Friday, August 5, 2016

Walking in the Community of the Spirit - I Corinthians 12

In Reuben Welch’s book, We Really Do Need Each he suggests that most churches resemble a group of people exploring the ocean in old-fashioned diving suits. In this world we live in a hostile environment where we must maintain a link with God. God’s presence and Spirit is our “air.” We are attached to God through a personal connection to Jesus--our “air hose” to the spiritual world. Every so often, one of us gets a “kink” in that hose, and we start to struggle. Other Christians will sometimes notice that our connection is failing, and admonish us to straighten the hose—“start praying,” “Read your Bible,” “Stop sinning,” etc.  But more often than not, they never notice it until it is too late. We hide ourselves under our “spiritual” helmets, so they never see our struggles. Of course it’s sad when we see another believer fall away, but it doesn’t affect us much, because we have our own connection. Since we are individually connected to Jesus, we just go on as if nothing happened. The Church behaves as a group of individuals trying to walk individually. It’s our personal faith that matters.

PROVIDED RECORDS |
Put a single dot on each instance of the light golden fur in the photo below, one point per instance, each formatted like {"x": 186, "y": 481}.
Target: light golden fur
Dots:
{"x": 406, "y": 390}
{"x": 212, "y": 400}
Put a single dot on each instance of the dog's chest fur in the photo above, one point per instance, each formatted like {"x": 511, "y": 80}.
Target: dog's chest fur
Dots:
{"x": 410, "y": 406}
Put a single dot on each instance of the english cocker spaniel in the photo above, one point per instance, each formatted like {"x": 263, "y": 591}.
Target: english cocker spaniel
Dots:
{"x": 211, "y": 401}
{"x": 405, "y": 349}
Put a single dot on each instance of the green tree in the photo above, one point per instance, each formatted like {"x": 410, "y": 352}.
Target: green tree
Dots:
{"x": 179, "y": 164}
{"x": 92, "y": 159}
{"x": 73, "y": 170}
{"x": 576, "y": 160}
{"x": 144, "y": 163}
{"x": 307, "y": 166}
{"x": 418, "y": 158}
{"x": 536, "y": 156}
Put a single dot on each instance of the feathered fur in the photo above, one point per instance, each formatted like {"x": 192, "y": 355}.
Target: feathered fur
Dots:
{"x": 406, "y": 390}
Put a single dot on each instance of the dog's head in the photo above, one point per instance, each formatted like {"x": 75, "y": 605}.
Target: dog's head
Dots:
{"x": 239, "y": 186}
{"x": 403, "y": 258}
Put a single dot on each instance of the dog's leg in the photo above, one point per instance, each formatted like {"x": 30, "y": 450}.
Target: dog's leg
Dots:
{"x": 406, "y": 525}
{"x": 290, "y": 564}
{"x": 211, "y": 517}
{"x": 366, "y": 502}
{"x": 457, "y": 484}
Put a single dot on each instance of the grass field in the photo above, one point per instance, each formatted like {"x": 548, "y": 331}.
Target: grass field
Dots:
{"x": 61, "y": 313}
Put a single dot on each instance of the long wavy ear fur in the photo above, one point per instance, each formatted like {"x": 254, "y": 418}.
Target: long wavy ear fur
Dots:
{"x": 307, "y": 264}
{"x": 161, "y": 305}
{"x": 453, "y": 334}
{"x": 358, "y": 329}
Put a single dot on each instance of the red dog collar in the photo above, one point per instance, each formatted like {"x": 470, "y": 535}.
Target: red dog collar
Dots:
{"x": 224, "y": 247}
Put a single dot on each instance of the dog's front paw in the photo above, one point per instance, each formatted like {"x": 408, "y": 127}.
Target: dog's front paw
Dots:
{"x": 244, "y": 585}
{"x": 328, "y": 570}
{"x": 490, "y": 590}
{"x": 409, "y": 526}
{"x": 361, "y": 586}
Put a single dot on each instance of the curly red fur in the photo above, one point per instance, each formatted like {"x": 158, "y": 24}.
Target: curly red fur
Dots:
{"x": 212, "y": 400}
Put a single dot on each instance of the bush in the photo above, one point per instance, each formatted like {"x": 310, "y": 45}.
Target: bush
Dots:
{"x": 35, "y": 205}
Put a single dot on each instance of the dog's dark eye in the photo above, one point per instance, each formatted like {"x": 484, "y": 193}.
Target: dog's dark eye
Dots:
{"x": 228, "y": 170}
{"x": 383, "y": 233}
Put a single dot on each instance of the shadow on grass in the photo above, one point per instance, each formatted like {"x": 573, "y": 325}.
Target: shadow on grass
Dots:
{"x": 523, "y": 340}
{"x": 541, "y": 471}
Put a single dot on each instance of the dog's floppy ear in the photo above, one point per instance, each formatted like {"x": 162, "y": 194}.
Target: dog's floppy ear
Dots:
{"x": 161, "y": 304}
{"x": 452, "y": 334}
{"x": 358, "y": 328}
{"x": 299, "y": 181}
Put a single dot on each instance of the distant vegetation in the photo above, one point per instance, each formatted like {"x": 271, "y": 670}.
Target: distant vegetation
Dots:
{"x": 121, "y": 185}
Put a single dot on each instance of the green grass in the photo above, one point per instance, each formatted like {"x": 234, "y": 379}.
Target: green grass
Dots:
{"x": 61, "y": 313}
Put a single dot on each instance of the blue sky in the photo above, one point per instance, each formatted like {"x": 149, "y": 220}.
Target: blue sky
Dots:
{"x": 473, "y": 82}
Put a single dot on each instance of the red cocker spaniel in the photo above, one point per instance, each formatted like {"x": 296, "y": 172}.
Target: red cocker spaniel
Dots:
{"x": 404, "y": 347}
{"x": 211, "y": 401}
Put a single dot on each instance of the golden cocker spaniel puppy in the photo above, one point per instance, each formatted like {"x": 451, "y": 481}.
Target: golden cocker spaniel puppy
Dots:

REQUESTS |
1: Please edit the records from the line containing "Put a single dot on each instance of the golden" through the end of the records, inclusive, replacing "puppy" with "dog" and leaving everything else unchanged.
2: Pick up the reflection on walking in the community of the Spirit after its last sentence and carry it forward.

TASK ANSWERS |
1:
Put a single dot on each instance of the golden cocker spaniel dog in the photo above, one point per instance, each formatted like {"x": 451, "y": 481}.
Target: golden cocker spaniel dog
Dots:

2:
Welch says that’s a poor image of what God wants for the church to be. God’s intention for the church is to be more like a submarine. Within the church we are fully exposed to each other. If one of us runs out of air, then we all run out. We do connect individually to God, but we must also connect together. Our relationship to God is directly connected to the relationship with each other. When the Holy Spirit came, He came to all of us. We really do need each other to live, grow and reach out into the community. We are in this together.
When the Holy Spirit came at Pentecost, he did not just come to them as individuals, but to the whole Body together. In Acts 1: 8 Jesus told his disciples, “You will receive power.” He did not use the singular “you” but the plural “you”--“you will all receive power.”  When Jesus said in Luke 17:21 “The kingdom of God is within you.” He also used the plural “you,” meaning “in your midst”. When Paul spoke of New Testament prophecy in 1 Corinthians 14:29 he said, “Let the prophets speak two or three, and then let the other judge.” The Holy Spirit was not the exclusive provenance of any one person, but there had to be agreement. Community is essential for Christian witness. Jesus says in John 13:33, “By this will all people know you are my disciples, by your love for one another.”  Without each other, the Holy Spirit will not be fully shown.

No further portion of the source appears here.